### [TEXT DER SEITE]
- - - - - - -

KI arbeitet am besten in eng begrenzten Bereichen
Es beginnt bereits mit der Begrifflichkeit: Die eine und allwissende Künstliche Intelligenz existiert nicht. KI hat viele Facetten und besteht aus unterschiedlichen Technologien mit verschiedenen Anwendungsszenarien, die mal mehr, mal weniger komplex sind. Die Untertechnologien verleihen lernenden Systemen gewisse Fähigkeiten, die Menschen als Zeichen von Intelligenz wahrnehmen. Das geschieht durch Algorithmen, die auf spezifischen Logiken aufbauen und eine bestimmte Aufgabe erledigen. KI kann Erwartungen am besten erfüllen, wenn sie in eng begrenzten Gebieten eingesetzt wird.
Um diese Gebiete zu bestimmen, hat EY das „AI Lab“ aufgebaut. In dem Labor in Berlin wird systematisch die gesamte Wertschöpfungskette im Finanz- und Rechnungswesen unter die Lupe genommen. Ein international besetztes Team untersucht hier die Mehrwerte von KI und entwickelt entsprechende Anwendungen. Unterstützt werden sie dabei von rund 600 Mitarbeitern aus der technischen Entwicklung quer durch das gesamte Unternehmen. Die fertigen Lösungen stehen den Mandanten zur Verfügung und werden zum Teil auch bei EY selbst angewendet.

- - - - - - -

### [GESAMMELTES MATERIAL]
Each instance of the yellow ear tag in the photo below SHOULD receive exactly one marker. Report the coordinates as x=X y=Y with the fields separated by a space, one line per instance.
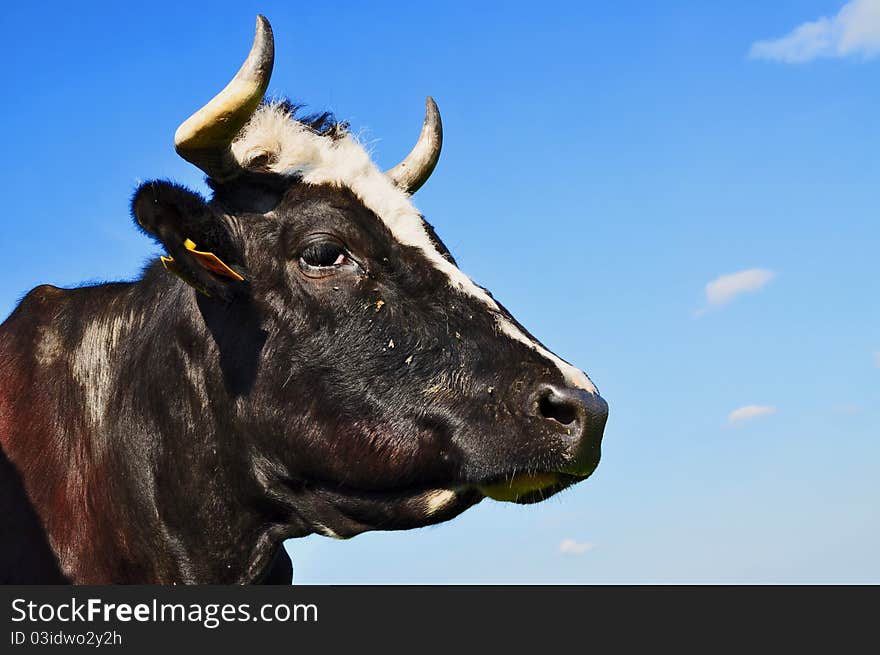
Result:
x=207 y=259
x=212 y=262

- - - - - - -

### [AUFGABEN]
1. In welcher Stadt steht das „AI Lab“ von EY laut dem Text der Seite?
2. Wiederhole wörtlich den Teil aus dem Text der Seite zwischen „KI arbeitet am“ und „Gebieten eingesetzt wird.“, beide eingeschlossen.

### [NUMMERIERTE ANTWORTEN]
1. In Berlin.

2.
KI arbeitet am besten in eng begrenzten Bereichen
Es beginnt bereits mit der Begrifflichkeit: Die eine und allwissende Künstliche Intelligenz existiert nicht. KI hat viele Facetten und besteht aus unterschiedlichen Technologien mit verschiedenen Anwendungsszenarien, die mal mehr, mal weniger komplex sind. Die Untertechnologien verleihen lernenden Systemen gewisse Fähigkeiten, die Menschen als Zeichen von Intelligenz wahrnehmen. Das geschieht durch Algorithmen, die auf spezifischen Logiken aufbauen und eine bestimmte Aufgabe erledigen. KI kann Erwartungen am besten erfüllen, wenn sie in eng begrenzten Gebieten eingesetzt wird.